── READING TEXT ──
The order that we won for CVN-79 is the second carrier in that class of carrier. We did not – we did the first carrier about five years ago, we did not win that project. But we actually won that the order for the second carrier.

Brian Rafn

Analyst · your question.

Okay.

Jim Lines

Management

We think success going forward with the Navy really stands from executing well the contract, maintaining schedule, and above most importance is the quality of the fabrication of the product. And we think Graham executes extremely well and delivers a super product. And we will deliver a super product to the Navy that positions us well for future work. At this point, we've had a very satisfactory interaction with the Navy. They've been very pleased with our first year progress on the order. And we're trying to position our company to be a larger supply to the Navy for their Naval nuclear propulsion program.

Brian Rafn

Analyst · your question.

Okay. Does that go beyond – just specifically carriers into – you're not doing battleships anymore, but certainly cruisers and frigates?

Jim Lines

Management

It does go beyond carriers. There are other vessels that this would apply to, submarine in particular. There's more work on the carriers as well that Graham could provide as products for, not just the order that we want. So we see additional opportunities for carrier work. And we see different classes of vessels where we can provide our products as well.

Brian Rafn

Analyst · your question.
───
*WRITTEN REQUEST*:
Could you carry the earnings call transcript about Navy carrier work forward from its last line? The listing that comes next is separate from the earnings call transcript.
── STORED DATA ──
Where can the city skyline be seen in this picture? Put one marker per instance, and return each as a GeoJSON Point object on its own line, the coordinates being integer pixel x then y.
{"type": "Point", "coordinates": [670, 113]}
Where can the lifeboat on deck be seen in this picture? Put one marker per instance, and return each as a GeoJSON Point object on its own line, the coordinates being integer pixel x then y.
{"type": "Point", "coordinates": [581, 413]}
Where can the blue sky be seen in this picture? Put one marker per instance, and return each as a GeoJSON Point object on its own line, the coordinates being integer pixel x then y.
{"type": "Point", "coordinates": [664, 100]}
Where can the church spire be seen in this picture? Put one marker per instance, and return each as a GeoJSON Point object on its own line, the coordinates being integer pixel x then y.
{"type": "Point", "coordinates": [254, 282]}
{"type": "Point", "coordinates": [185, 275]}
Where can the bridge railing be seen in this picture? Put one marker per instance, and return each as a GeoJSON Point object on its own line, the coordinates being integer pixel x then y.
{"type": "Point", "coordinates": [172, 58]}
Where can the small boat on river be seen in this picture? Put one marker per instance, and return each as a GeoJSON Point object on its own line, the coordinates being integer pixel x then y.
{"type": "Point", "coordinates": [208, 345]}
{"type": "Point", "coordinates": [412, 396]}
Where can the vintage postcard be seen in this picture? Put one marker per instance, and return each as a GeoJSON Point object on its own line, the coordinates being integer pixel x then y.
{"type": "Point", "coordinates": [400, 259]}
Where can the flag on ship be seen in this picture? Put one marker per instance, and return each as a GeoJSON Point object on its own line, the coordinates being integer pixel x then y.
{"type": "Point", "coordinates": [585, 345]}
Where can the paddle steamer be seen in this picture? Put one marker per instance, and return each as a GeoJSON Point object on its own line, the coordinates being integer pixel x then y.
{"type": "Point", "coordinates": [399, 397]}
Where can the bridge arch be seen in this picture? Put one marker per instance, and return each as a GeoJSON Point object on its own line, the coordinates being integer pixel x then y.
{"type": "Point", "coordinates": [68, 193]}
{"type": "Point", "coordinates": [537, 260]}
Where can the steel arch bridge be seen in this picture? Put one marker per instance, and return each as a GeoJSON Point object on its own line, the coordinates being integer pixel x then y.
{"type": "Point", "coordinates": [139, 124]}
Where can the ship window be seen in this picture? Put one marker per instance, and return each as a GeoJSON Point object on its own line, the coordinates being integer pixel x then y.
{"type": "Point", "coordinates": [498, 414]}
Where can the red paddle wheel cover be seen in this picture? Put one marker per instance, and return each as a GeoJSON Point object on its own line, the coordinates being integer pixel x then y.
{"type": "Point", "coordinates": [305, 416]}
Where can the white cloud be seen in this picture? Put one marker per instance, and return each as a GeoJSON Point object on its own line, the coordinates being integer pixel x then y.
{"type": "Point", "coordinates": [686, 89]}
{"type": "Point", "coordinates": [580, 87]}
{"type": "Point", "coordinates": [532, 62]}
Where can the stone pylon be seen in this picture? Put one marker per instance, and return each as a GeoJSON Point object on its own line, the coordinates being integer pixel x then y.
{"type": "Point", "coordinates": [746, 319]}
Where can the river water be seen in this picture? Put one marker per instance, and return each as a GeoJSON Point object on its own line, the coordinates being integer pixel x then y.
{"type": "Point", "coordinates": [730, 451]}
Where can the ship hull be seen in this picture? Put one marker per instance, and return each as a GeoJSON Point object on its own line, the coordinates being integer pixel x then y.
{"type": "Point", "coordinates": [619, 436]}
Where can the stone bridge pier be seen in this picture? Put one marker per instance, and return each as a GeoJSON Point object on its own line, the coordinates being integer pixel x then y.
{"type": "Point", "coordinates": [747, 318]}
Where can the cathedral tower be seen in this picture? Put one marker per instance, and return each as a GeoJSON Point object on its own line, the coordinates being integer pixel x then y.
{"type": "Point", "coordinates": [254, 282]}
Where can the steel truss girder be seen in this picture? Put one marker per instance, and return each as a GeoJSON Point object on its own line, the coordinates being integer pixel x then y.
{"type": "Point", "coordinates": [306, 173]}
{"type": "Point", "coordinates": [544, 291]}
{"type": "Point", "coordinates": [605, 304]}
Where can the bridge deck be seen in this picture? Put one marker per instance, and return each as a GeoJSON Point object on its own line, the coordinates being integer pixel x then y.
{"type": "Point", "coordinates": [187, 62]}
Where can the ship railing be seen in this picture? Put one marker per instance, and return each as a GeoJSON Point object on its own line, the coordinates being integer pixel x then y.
───
*ANSWER TO THE TASK*:
Okay. If you look back over your past cycles, can you give us a sense – in the conversion of the number of bid quotes to actually converting to an order booking, are you – is it ten to one, six to one, five to one? And as get into a new up cycle, what are you seeing on bid quota activity versus what order bookings are?

Jim Lines

Management

With our sales cycle, Brian – our bid cycle, we are normally involved very early in projects. We want to be. We're involved sometimes 12, 18, 24 months before the equipment is going to be bought. And we do track what we call our raw capture ratio, which is the number of orders versus the raw bids that we did. That's not a clear indication of success. But that really hasn't changed a whole lot over the last 20 years or so that we've been looking at it. It's fairly flat. What we tend to look at is a real capture ratio, which is the wins versus the losses for those projects that actually went ahead. And as the projects begin to move through the pipeline, gets towards purchasing, that's the real metric that we want to look at; how successful have we been in closing. If I look back over the 12 to 15 months ago when where we were in at a tough economic period, we saw our real capture ratio go up. As we were aggressively focused on where the opportunities were, we had our sales team and our business position to win the orders. But I believe we took market share because of our strategy to be close to the customers through the downturn so we can identify where the pockets of business was and we could win it. We actually moved forward – moved up our real capture ratio.

Brian Rafn

Analyst · your question.

Can you talk and put a numeric – a quantitative number on what the raw capture was over the last 20 years?

Jim Lines

Management

It varies by product. But to give you an average number, it's about one, and eight to one, and ten.

Brian Rafn

Analyst · your question.

Okay, okay. And then, how has the real capture ratio from a quantitative standpoint changed or upgraded?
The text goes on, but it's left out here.